* **WRITTEN PROBLEM A**
From the rows below, extract each line that contains the string "distant".

* **PASSAGE PROVIDED**
------------------------

The Default arguments get added automatically by the super class’s constructor.

Accessing the Arguments¶

For convenience content of the arguments are written to attributes of the Boxes instance before .render() is called. This is done by Boxes.parseArgs. But most people won’t need to care as this is handled by the frame work. Be careful to not overwrite important methods or attributes by using conflicting argument names.

Navigation¶

The back end can both move the origin and the current point from which the next line is going to start. Boxes.py hides this by using Turtle Graphics commands that also move the origin to the end of the last line. Other drawing commands restore the current position after they are finished.

Moving the origin like this allows ignoring the absolute coordinates and do all movement and drawing to be relative to the current position. The current positions does not only consist of a point on the drawing canvas but also a direction.

To move the origin to a different location there are these to methods:

Boxes.moveTo(x, y=0.0, degrees=0)[source]¶

Move coordinate system to given point

Parameters:	x – y – (Default value = 0.0) degrees – (Default value = 0)

Boxes.moveArc(angle, r=0.0)[source]¶

Parameters:	angle – r – (Default value = 0.0)

Often it is necessary to return to a position e.g. after placing a row of parts. This can be done with the following context manager:

Boxes.saved_context()[source]¶: Generator: for saving and restoring contexts.

It can be used with the following code pattern:

with self.saved_context:
    self.rectangularWall(x, h, move="right")
    self.rectangularWall(y, h, move="right")
    self.rectangularWall(y, h, move="right")
    self.rectangularWall(x, h, move="right")
self.rectangularWall(x, h, move="up only")

------------------------

* **DATASET EXTRACT**
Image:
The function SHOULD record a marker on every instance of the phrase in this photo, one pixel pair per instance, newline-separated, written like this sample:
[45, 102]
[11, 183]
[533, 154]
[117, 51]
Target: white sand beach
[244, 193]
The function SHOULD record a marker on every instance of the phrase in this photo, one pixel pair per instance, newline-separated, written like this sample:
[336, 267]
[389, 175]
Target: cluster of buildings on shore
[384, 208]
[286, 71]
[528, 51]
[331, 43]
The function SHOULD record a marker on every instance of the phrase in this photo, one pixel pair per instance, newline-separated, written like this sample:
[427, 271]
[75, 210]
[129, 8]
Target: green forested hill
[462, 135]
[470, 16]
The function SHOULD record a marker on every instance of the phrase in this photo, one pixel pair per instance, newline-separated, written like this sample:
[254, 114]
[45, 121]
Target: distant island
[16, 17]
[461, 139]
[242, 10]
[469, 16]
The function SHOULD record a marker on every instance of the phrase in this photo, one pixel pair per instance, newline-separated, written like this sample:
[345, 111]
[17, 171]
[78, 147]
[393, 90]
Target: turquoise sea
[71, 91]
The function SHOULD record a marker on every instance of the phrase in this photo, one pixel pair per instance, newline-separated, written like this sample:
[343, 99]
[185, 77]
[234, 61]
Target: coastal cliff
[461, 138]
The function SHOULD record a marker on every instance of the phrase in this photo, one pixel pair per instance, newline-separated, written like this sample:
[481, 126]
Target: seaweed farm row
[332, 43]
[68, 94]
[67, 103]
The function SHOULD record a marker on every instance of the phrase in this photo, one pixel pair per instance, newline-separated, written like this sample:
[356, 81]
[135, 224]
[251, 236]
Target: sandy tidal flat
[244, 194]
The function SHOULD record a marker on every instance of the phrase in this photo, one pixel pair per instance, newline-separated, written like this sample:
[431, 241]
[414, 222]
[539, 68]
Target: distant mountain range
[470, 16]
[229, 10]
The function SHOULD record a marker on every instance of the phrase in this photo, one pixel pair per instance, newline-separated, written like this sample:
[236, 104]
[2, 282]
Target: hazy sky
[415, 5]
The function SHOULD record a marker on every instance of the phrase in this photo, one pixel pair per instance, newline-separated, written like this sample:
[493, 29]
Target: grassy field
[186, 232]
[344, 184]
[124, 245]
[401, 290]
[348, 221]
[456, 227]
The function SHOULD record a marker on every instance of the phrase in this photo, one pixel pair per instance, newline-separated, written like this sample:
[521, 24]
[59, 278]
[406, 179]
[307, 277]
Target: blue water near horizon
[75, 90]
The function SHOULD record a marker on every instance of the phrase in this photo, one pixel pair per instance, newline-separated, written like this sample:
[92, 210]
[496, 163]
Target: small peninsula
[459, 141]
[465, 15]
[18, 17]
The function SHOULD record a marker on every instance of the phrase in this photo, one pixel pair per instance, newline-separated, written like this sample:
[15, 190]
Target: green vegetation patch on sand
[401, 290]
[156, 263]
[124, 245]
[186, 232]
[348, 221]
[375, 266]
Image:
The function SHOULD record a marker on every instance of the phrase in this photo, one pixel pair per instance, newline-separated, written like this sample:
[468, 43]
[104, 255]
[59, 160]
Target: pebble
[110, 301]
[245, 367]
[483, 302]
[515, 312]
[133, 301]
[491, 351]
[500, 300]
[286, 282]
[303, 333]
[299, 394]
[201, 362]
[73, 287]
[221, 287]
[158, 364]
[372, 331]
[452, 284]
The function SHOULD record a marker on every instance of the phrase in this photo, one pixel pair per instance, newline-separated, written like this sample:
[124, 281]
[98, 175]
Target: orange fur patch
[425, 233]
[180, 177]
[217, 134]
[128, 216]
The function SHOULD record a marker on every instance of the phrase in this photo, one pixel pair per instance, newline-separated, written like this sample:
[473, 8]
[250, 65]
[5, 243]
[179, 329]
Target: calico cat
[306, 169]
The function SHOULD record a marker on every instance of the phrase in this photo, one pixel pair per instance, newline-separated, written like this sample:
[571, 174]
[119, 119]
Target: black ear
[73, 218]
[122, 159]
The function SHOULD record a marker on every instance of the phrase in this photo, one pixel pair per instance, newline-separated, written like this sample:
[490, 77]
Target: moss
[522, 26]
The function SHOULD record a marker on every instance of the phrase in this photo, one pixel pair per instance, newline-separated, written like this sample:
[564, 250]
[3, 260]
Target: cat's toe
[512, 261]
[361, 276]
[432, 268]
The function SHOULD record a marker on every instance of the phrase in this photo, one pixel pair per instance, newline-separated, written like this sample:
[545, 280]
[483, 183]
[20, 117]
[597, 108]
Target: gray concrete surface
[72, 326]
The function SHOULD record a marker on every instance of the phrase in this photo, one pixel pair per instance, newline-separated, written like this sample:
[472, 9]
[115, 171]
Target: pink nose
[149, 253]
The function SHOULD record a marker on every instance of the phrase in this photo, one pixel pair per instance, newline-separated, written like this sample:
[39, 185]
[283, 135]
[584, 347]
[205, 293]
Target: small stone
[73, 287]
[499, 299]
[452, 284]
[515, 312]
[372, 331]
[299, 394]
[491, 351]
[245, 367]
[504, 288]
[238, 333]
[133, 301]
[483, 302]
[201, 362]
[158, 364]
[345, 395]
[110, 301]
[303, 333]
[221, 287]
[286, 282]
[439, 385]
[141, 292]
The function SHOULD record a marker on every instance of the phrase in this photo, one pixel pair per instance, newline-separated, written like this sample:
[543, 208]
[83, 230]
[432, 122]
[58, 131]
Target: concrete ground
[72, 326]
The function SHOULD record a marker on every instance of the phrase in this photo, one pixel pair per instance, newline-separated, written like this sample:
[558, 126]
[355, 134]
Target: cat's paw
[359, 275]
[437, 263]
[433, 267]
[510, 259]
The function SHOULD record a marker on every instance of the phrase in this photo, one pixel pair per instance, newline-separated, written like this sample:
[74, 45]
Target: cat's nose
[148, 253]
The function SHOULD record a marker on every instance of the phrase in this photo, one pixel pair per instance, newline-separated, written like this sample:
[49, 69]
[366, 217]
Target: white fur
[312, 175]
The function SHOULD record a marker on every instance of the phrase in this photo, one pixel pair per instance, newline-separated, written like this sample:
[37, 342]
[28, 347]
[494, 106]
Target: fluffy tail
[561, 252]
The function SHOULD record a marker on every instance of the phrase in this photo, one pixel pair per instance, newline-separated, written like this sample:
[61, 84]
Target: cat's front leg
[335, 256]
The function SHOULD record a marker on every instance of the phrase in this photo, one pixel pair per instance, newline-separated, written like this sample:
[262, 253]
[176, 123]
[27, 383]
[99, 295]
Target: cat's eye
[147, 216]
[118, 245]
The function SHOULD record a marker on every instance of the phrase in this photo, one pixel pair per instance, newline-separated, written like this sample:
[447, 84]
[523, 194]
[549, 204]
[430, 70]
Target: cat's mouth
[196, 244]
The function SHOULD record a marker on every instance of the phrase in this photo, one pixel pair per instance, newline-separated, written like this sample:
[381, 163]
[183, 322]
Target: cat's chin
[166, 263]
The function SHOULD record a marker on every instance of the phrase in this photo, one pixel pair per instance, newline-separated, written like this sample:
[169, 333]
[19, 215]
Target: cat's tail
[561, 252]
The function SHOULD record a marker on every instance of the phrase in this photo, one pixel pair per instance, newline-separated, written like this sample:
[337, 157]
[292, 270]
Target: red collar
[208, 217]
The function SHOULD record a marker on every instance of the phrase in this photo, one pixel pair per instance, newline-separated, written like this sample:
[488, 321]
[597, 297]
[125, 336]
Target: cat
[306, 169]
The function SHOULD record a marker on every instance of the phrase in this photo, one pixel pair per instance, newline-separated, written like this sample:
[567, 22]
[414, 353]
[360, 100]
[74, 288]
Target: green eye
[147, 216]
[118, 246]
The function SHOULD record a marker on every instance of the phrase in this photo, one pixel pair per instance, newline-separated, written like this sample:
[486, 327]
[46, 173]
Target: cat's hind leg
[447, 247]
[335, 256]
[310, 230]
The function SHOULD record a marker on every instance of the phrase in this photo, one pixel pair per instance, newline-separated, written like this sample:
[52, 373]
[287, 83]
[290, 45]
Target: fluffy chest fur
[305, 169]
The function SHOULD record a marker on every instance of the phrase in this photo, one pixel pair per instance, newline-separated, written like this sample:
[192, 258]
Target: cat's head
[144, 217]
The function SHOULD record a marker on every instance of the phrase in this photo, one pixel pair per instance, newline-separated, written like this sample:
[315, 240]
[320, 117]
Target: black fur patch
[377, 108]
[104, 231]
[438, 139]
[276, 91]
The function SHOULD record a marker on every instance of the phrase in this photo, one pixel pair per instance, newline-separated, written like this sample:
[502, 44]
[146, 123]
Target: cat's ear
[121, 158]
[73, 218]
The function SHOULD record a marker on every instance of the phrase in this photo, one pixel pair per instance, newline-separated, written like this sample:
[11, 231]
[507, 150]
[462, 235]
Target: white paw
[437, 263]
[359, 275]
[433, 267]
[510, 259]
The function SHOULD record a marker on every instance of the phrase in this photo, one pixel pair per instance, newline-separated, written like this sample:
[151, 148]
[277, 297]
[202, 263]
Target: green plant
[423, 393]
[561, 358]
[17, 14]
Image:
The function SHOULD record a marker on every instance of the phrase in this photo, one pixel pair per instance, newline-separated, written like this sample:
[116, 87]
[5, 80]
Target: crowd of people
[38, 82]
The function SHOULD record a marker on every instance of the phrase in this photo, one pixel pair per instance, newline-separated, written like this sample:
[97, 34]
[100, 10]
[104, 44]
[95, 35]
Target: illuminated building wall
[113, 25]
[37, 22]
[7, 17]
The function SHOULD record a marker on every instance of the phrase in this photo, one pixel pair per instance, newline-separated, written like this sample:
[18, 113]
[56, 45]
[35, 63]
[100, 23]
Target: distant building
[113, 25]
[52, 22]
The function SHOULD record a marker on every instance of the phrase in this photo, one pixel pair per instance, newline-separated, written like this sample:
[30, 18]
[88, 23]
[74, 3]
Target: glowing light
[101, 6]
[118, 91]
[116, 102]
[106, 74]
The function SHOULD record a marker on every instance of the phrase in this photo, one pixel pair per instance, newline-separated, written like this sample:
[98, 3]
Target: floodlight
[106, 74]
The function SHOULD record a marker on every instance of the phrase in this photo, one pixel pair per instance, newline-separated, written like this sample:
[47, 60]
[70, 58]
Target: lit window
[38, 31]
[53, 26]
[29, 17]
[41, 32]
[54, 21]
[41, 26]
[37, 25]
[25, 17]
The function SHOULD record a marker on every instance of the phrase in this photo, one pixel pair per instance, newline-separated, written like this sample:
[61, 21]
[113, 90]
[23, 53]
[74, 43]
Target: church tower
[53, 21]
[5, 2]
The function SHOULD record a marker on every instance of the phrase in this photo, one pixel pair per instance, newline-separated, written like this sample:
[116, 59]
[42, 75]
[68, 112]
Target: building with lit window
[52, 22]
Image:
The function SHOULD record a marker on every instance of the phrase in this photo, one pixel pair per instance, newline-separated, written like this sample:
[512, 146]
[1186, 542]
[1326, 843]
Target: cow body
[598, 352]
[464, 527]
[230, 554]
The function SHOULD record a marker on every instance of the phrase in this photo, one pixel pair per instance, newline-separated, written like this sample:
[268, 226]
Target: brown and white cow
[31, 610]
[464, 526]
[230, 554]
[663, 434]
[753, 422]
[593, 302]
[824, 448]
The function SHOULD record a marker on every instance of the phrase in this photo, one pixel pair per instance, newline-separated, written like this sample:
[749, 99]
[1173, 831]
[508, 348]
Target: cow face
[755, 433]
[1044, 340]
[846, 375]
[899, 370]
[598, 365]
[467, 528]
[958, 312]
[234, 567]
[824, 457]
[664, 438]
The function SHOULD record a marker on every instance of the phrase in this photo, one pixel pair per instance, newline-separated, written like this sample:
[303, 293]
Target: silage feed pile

------------------------

* **WRITTEN PROBLEM B**
Pick up the Boxes.py navigation documentation above and keep writing from the point where it stops.

* **EXERCISE ANSWER A**
Target: distant island
Target: distant mountain range
Target: distant building

* **EXERCISE ANSWER B**
# continue above the row

Parts of the code still directly use the back end primitives Boxes.ctx.save() and Boxes.ctx.restore(). But this has several disadvantages and is discouraged. For one it requires matchiung calls. It also does not reset the starting point of the next line. This is “healed” by a follow up .moveTo(). Use .moveTo(0, 0) if in doubt.

Parts¶

There are a few parameter shared by many of those parts:

The callback parameter¶

The callback parameter can take on of the following forms:

A function (or bound method) that expects one parameter: the number of the side the callback is currently called for.
A dict with some of the numbers of the sides as keys and functions without parameters as values.
A list of functions without parameters. The list may contain None as place holder and be shorter than the number of sides.

The callback functions are called with the side of the part at the positive x and y axis. If the edge uses up space this space is below the x axis. You do not have to restore the coordinate settings in the callback.

Instead of functions it can be handy to use a lambda expression calling the one building block function you need (e.g. fingerHolesAt).

For your own parts you can use this helper function:

Boxes.cc(callback, number, x=0.0, y=None)[source]¶

Call callback from edge of a part

Parameters:	callback – callback (callable or list of callables) number – number of the callback x – (Default value = 0.0) x position to be call on y – (Default value = None) y position to be called on (default does burn correction)

For finding the right piece to the callback parameter this function is used:

Boxes.getEntry(param, idx)[source]¶

Get entry from list or items itself

Parameters:	param – list or item idx – index in list

The move parameter¶

For placing the parts the move parameter can be used. It is string with space separated words - at most one of each of those options:

left / right
up / down
only

If “only” is given the part is not drawn but only the move is done. This can be useful to go in one direction after having placed multiple parts in the other and have returned with .ctx.restore().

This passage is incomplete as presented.